------ Selected passage

Commercial relationships are governed, in significant part, by contract law. When disputes arise between businesses, the interpretation of the terms of the parties’ agreement often will determine which side prevails. Litigants in contract disputes will often seek to gain advantage by bringing in testimony and evidence which supports their own interpretation of a contract. Testimony and evidence may not be introduced to interpret contracts which are unambiguous. As reflected by the recent case, Thompson o/b/o R.O.B. v. Johnson, 45 Fla. L. Weekly D2710 (Fla. 5th DCA Dec. 4, 2020), this principle applies even when there exists significant evidence that a party likely did not consider a particular term to have that meaning. Peter Mavrick is a Miami business litigation lawyer, and also represents clients in business litigation in Fort Lauderdale, Boca Raton, and Palm Beach. The Mavrick Law Firm represents clients in breach of contract litigation, non-compete agreement litigation, trade secret litigation, trademark infringement litigation, and other legal disputes in federal and state courts and in arbitration.
Generally, when a contract is unambiguous, contract interpretation is accomplished by applying the principles of contract interpretation to the text of the contract. “Where a contract is clear and unambiguous, it must be enforced pursuant to its plain language” without resort to outside evidence. Hahamovitch v. Hahamovitch, 174 So. 3d 983 (Fla. 2015). “In such a situation, ‘the language itself is the best evidence of the parties’ intent, and its plain meaning controls.’” Crawford v. Barker, 64 So.3d 1246 (Fla.2011).
In business litigation, ambiguous contracts may be interpreted by the judge without considering outside evidence or the expense of a jury. Langford v. Paravant, Inc., 912 So. 2d 359 (Fla. 5th DCA 2005) (“Contract interpretation is generally a question of law for the court, rather than a question of fact”). When the language of the contract is ambiguous, the parties are allowed to bring in evidence from outside the contract to help with interpreting the contract. For example, a party would likely be able to testify what the parties really meant when using a term with multiple meanings, such as “light bulb.” However, a party would likely not be permitted to testify about what was meant by a specific term, “4 pin Gx24q base 10-watt LED bulb.”
“Although it is true that when a contract contains a latent ambiguity a court may consider parole evidence to divine the intent of the parties, it is equally true that parole evidence may not be used to add to the terms of an otherwise valid contract.” Langford v. Paravant, Inc., 912 So. 2d 359 (Fla. 5th DCA 2005). Furthermore,
[n]o parol evidence that is offered can be said to vary or contradict a writing until by process of interpretation it is determined what the writing means…. Even if a written document has been assented to as the complete and accurate integration of the terms of the contract, it must still be interpreted; and all those factors that are of assistance in this process may be proved by oral testimony.
Centennial Mortg., Inc. v. SG/SC, Ltd., 772 So. 2d 564 (Fla. 1st DCA 2000), quoting 3 Arthur Linton Corbin, Corbin on Contracts § 579 (1960).

------------

# [Apply what you read]
• A. In the article on contract interpretation, what term is given as an example of one with multiple meanings?
• B. Write the next part of the article on contract interpretation, picking up after the Centennial Mortgage citation.
You can do this work without the material.

------ Supplied material

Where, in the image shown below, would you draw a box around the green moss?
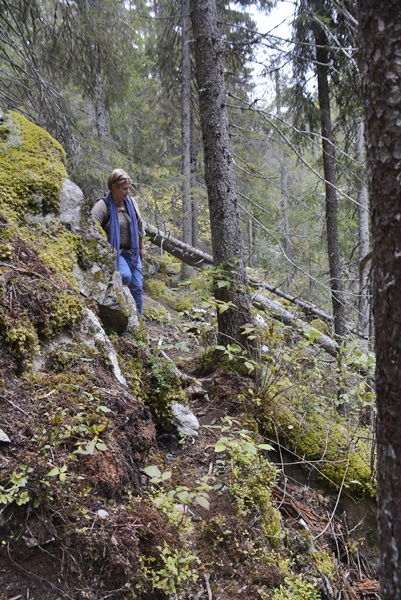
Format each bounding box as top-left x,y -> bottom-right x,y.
143,301 -> 171,323
33,225 -> 81,288
50,292 -> 84,334
146,279 -> 173,302
275,408 -> 376,498
0,113 -> 66,218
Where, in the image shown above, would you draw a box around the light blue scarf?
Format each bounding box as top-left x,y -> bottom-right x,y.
105,192 -> 139,270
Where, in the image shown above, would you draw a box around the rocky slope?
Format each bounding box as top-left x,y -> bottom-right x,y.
0,114 -> 378,600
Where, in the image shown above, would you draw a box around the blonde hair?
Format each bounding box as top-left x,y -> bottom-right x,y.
107,169 -> 132,192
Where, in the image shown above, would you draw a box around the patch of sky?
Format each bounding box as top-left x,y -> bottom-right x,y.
251,0 -> 295,102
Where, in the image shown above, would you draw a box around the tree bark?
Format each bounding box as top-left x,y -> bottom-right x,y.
191,0 -> 251,352
315,22 -> 346,341
358,0 -> 401,600
181,0 -> 192,278
356,111 -> 370,339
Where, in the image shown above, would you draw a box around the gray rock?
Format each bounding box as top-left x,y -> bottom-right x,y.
171,402 -> 199,437
60,179 -> 139,334
60,179 -> 84,233
0,429 -> 11,444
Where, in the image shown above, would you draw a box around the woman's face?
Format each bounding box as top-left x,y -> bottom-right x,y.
111,181 -> 130,206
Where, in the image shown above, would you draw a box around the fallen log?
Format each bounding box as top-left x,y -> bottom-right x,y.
146,224 -> 337,357
146,224 -> 333,323
146,224 -> 213,269
251,293 -> 338,357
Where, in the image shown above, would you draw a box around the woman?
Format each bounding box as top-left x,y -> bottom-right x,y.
92,169 -> 145,316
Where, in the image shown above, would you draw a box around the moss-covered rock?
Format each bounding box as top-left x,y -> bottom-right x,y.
268,406 -> 376,498
0,112 -> 66,218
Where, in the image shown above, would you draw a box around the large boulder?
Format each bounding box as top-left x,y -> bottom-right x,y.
60,179 -> 139,334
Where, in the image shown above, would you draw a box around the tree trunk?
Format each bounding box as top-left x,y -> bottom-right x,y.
358,0 -> 401,600
191,110 -> 199,248
275,71 -> 292,257
356,116 -> 370,339
315,30 -> 346,342
191,0 -> 251,352
181,0 -> 192,278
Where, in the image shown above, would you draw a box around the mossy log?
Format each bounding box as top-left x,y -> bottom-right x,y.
146,224 -> 337,357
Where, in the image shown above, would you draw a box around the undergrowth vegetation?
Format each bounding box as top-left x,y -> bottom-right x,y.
0,111 -> 375,600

------------

# [Replies]
• A. "Light bulb."

• B.
A contract term is ambiguous when it is subject to multiple interpretations. However, merely because a term is not defined does not mean the contract is ambiguous. “[T]he lack of an operative term’s definition does not, by itself, create an ambiguity.” Botee v. S. Fid. Ins. Co., 162 So. 3d 183 (Fla. 5th DCA 2015). In such situations, courts in business litigation will often simply evaluate the contract term based upon its own common definition.
Florida’s Fifth District Court of Appeal in Thompson o/b/o R.O.B. v. Johnson, 45 Fla. L. Weekly D2710 (Fla. 5th DCA Dec. 4, 2020), evaluated whether to consider parole evidence in determining whether a life insurance contract was ambiguous concerning its terms. In Johnson the parents and the biological child of an insured decedent disputed which party was entitled to the proceeds of an insurance policy. The insurance policy provided that if an insured had not designated a beneficiary, the life insurance proceeds would go first to a child, and if there was no surviving child, then to the insured’s parents. The fundamental dispute was the question as to whether the biological child of the decedent qualified as the child pursuant to the insurance contract. Before his death, the decedent agreed to terminate his parental rights over his biological child.
The trial court considered the termination of parental rights, and found that the decedent did not consider the child to be his. Johnson disagreed, because parol evidence can only be brought to help evaluate the intent of the parties when a contract is ambiguous. The biological child of the decedent fit the common definition of “child” pursuant to Black’s Law Dictionary and lay dictionaries. It was, thus, unnecessary for the court to consider what the decedent intended.
By being specific, contract drafters can avoid a protracted lawsuit and the risk that a court could come to an alternate interpretation. Peter Mavrick is a Miami-Dade business litigation attorney who also practices business litigation in Fort Lauderdale, Boca Raton, and Palm Beach. This article does not serve as a substitute for legal advice tailored to a particular situation.